## Material for the task
--- begin ---

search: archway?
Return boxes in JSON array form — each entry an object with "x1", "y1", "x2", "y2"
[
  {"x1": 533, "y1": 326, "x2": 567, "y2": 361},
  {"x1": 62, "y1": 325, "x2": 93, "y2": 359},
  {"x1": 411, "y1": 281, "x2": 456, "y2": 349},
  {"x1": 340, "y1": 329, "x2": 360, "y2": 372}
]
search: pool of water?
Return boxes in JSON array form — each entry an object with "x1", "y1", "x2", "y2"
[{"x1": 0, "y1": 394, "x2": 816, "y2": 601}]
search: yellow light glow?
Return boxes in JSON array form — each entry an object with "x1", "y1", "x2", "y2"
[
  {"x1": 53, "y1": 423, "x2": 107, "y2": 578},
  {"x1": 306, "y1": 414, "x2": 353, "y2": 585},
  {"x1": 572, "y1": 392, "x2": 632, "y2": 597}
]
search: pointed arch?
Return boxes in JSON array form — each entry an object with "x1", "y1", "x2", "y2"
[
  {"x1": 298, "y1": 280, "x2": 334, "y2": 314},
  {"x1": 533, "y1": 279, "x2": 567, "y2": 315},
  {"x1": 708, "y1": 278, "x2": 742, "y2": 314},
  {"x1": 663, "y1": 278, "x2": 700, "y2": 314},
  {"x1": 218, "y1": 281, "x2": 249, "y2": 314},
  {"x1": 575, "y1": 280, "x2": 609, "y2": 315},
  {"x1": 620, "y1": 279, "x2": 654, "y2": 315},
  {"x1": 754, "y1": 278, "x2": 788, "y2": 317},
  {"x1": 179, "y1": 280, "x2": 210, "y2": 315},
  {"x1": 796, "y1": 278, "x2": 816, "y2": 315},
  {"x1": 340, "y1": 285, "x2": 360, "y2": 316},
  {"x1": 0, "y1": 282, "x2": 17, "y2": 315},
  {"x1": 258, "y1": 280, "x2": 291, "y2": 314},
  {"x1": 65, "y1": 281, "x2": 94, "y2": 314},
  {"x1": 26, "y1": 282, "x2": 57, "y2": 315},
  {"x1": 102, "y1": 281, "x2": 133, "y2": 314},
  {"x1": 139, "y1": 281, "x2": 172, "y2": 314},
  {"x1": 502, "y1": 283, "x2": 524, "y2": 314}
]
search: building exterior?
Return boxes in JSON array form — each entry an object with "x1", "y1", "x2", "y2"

--- end ---

## Directions
Repeat all of the rows above word for word, reproducing every line with its punctuation unchanged.

## Task output
search: archway?
Return boxes in JSON array form — each entry an object with "x1", "y1", "x2", "y2"
[
  {"x1": 533, "y1": 326, "x2": 567, "y2": 361},
  {"x1": 62, "y1": 325, "x2": 93, "y2": 359},
  {"x1": 411, "y1": 281, "x2": 456, "y2": 349},
  {"x1": 340, "y1": 329, "x2": 360, "y2": 372}
]
search: pool of water?
Return boxes in JSON array form — each entry an object with "x1", "y1", "x2", "y2"
[{"x1": 0, "y1": 394, "x2": 816, "y2": 601}]
search: yellow light glow?
Return boxes in JSON array form — each entry an object with "x1", "y1", "x2", "y2"
[
  {"x1": 53, "y1": 423, "x2": 107, "y2": 578},
  {"x1": 306, "y1": 414, "x2": 353, "y2": 585},
  {"x1": 572, "y1": 392, "x2": 632, "y2": 597}
]
search: pointed arch?
Return boxes in JSON array form — each entry an object with "x1", "y1", "x2", "y2"
[
  {"x1": 298, "y1": 280, "x2": 334, "y2": 314},
  {"x1": 533, "y1": 279, "x2": 567, "y2": 315},
  {"x1": 708, "y1": 278, "x2": 742, "y2": 314},
  {"x1": 663, "y1": 278, "x2": 700, "y2": 314},
  {"x1": 218, "y1": 281, "x2": 249, "y2": 314},
  {"x1": 575, "y1": 280, "x2": 609, "y2": 315},
  {"x1": 620, "y1": 279, "x2": 654, "y2": 315},
  {"x1": 754, "y1": 278, "x2": 788, "y2": 317},
  {"x1": 179, "y1": 280, "x2": 210, "y2": 315},
  {"x1": 796, "y1": 278, "x2": 816, "y2": 315},
  {"x1": 340, "y1": 285, "x2": 360, "y2": 316},
  {"x1": 0, "y1": 282, "x2": 17, "y2": 315},
  {"x1": 258, "y1": 280, "x2": 291, "y2": 314},
  {"x1": 65, "y1": 281, "x2": 94, "y2": 314},
  {"x1": 26, "y1": 282, "x2": 57, "y2": 315},
  {"x1": 102, "y1": 281, "x2": 133, "y2": 314},
  {"x1": 139, "y1": 281, "x2": 172, "y2": 314},
  {"x1": 502, "y1": 283, "x2": 524, "y2": 314}
]
search: building exterior?
Return boxes in JSON array form — each entry an object with "x1", "y1", "x2", "y2"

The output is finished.